_Exercise_. From the first line to the last, output the records exactly and drop any images.

····················

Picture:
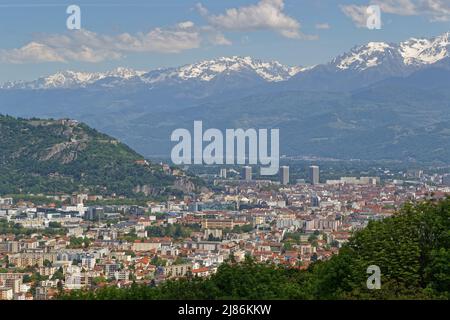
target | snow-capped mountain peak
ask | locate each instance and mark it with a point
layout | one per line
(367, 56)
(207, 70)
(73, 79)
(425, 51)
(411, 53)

····················

_Completed exercise_.
Picture:
target | snow-capped mountain peak
ask | locate each instance and mark it with a point
layout | one per line
(367, 56)
(207, 70)
(73, 79)
(425, 51)
(411, 53)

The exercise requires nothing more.